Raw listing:
■ ■ ■

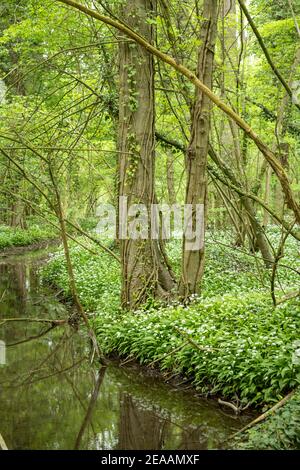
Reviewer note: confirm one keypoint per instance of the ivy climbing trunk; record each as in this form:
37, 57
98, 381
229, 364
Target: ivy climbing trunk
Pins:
196, 156
145, 273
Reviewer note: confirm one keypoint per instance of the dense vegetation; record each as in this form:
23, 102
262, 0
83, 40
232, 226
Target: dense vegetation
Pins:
194, 103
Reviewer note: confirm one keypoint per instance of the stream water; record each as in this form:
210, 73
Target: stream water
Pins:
51, 397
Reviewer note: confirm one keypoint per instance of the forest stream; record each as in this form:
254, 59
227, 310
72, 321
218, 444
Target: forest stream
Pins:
51, 397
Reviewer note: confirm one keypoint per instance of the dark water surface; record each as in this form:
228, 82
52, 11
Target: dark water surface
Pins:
52, 398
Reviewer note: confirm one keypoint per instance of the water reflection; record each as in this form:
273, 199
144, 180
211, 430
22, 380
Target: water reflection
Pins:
52, 398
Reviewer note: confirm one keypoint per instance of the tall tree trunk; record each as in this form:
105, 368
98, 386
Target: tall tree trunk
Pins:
196, 157
144, 271
259, 236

■ ■ ■

Rewrite every line of the listing above as a numbered list, omitting blank lines and the picture lines.

1. Reviewer note: confirm one keypoint per instance of the ivy climbing trunk; record each as in this form:
2. 37, 57
3. 98, 381
4. 229, 364
5. Target: ivy climbing trunk
6. Pins:
7. 196, 156
8. 145, 273
9. Reviewer note: confirm one keypoint per instance of the dense vegetation; record each as in this form:
10. 23, 102
11. 262, 0
12. 83, 40
13. 232, 226
14. Target: dense vegetation
15. Pins:
16. 194, 103
17. Reviewer note: confirm one keypoint per instance of the stream water; record each as in this form:
18. 210, 73
19. Target: stream water
20. Pins:
21. 51, 397
22. Reviewer note: confirm one keypoint per instance of the forest stream; record each as in this form:
23. 254, 59
24. 227, 310
25. 72, 321
26. 218, 444
27. Target: forest stream
28. Pins:
29. 51, 397
30. Reviewer note: confirm one keypoint per instance of the dark water surface; record each as in this form:
31. 228, 82
32. 52, 11
33. Target: dark water surface
34. Pins:
35. 52, 398
36. Reviewer note: confirm one keypoint per instance of the water reflection; record each as in this form:
37. 273, 199
38. 144, 180
39. 211, 430
40. 22, 380
41. Target: water reflection
42. Pins:
43. 52, 398
44. Reviewer note: confirm one keypoint per instance of the tall tree trunk; record each as in this form:
45. 105, 368
46. 98, 386
47. Target: tall tree trunk
48. Pins:
49. 196, 157
50. 144, 271
51. 259, 236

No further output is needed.